Point localization data

══════

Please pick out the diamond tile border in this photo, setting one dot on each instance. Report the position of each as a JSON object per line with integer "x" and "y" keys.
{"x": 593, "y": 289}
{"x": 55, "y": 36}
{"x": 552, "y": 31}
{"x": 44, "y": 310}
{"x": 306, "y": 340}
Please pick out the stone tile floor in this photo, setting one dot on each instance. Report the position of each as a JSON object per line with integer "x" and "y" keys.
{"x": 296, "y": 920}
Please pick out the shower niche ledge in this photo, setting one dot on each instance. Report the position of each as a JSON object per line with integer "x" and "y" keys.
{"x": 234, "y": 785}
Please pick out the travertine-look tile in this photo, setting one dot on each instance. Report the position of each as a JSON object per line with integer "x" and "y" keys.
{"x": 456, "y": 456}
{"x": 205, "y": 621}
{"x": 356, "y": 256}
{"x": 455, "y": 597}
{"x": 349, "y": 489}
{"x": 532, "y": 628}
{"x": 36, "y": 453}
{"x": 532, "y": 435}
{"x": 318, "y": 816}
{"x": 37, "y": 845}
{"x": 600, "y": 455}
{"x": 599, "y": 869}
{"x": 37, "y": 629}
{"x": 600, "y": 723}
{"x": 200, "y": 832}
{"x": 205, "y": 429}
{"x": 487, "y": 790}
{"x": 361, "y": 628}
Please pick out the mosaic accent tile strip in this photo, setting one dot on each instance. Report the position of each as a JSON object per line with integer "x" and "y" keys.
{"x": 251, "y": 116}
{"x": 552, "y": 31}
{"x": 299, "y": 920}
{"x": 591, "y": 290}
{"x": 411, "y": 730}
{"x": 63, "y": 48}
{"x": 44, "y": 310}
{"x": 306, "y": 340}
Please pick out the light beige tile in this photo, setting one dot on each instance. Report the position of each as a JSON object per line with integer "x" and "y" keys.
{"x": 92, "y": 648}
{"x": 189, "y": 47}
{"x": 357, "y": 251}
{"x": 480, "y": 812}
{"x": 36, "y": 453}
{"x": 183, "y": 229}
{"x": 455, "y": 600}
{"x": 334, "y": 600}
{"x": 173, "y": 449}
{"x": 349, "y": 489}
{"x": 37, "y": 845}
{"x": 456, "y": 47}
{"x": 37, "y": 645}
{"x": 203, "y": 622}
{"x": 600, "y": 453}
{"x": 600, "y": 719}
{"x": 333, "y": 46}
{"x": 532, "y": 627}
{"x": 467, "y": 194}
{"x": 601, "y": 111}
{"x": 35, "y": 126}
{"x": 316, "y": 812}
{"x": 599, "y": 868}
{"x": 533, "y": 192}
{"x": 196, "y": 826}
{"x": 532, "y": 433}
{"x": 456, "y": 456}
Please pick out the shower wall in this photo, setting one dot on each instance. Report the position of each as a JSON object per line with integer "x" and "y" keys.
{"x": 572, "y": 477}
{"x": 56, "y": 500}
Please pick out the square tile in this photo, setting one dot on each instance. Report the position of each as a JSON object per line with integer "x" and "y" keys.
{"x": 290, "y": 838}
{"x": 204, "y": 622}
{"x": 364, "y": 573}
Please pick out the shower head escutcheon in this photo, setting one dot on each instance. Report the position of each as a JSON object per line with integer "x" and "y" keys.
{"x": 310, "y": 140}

══════

An exact retyping of every line in the records is needed.

EXERCISE SOLUTION ->
Please pick out the diamond tile border in this photo, setting one dot on each instance. Report the position of each as a JSON object per line with integer "x" and "y" keys.
{"x": 593, "y": 289}
{"x": 55, "y": 36}
{"x": 552, "y": 31}
{"x": 44, "y": 310}
{"x": 306, "y": 340}
Please pick out the stone tile floor in this photo, setting one dot on each instance. Report the position of each as a JSON object per line with integer "x" and "y" keys.
{"x": 296, "y": 920}
Please pick out the shower niche ledge in this photo, setting one dot on each instance. Report the position of each as a JSON object per line with integer "x" and "y" keys.
{"x": 234, "y": 785}
Please pick out the travertine-look tile in this photo, setting one dot on each instance. Report the position of each as a JSON object per line with integer "x" and "y" keys.
{"x": 456, "y": 456}
{"x": 205, "y": 621}
{"x": 356, "y": 256}
{"x": 455, "y": 597}
{"x": 349, "y": 489}
{"x": 532, "y": 628}
{"x": 36, "y": 453}
{"x": 532, "y": 435}
{"x": 318, "y": 816}
{"x": 37, "y": 845}
{"x": 600, "y": 455}
{"x": 599, "y": 869}
{"x": 37, "y": 629}
{"x": 600, "y": 723}
{"x": 200, "y": 832}
{"x": 205, "y": 429}
{"x": 487, "y": 790}
{"x": 361, "y": 628}
Please pick out the mosaic accent tile strip in this photo, setting one dot on each instance. Report the position of each as a JSON object per line with integer "x" and "y" keys.
{"x": 251, "y": 116}
{"x": 552, "y": 31}
{"x": 299, "y": 920}
{"x": 591, "y": 290}
{"x": 411, "y": 730}
{"x": 63, "y": 48}
{"x": 44, "y": 310}
{"x": 306, "y": 340}
Please pick out the light beige tile in this photo, setting one dot on each instance. Report the position of each as a JSON object per line with integer "x" and "y" keys.
{"x": 92, "y": 648}
{"x": 189, "y": 47}
{"x": 357, "y": 251}
{"x": 480, "y": 812}
{"x": 36, "y": 453}
{"x": 183, "y": 229}
{"x": 455, "y": 600}
{"x": 334, "y": 600}
{"x": 173, "y": 449}
{"x": 349, "y": 489}
{"x": 37, "y": 845}
{"x": 456, "y": 47}
{"x": 37, "y": 645}
{"x": 203, "y": 622}
{"x": 600, "y": 453}
{"x": 600, "y": 719}
{"x": 333, "y": 46}
{"x": 532, "y": 627}
{"x": 467, "y": 194}
{"x": 601, "y": 111}
{"x": 35, "y": 126}
{"x": 316, "y": 812}
{"x": 599, "y": 868}
{"x": 533, "y": 192}
{"x": 196, "y": 826}
{"x": 532, "y": 433}
{"x": 456, "y": 456}
Please pick out the shower wall in this photo, setting one dot on each instance. Report the position of each as a JSON object per line with integer "x" and "y" keys.
{"x": 572, "y": 477}
{"x": 56, "y": 500}
Please pick out the square tile in this photo, setting one dot on each instance. Report the position of each as a JSON object per line with integer "x" and "y" keys.
{"x": 290, "y": 838}
{"x": 204, "y": 622}
{"x": 364, "y": 573}
Please pick out the shower head escutcheon in this photo, setting one dot on each instance. Report the position of each as a JSON object per line with integer "x" and "y" keys.
{"x": 310, "y": 140}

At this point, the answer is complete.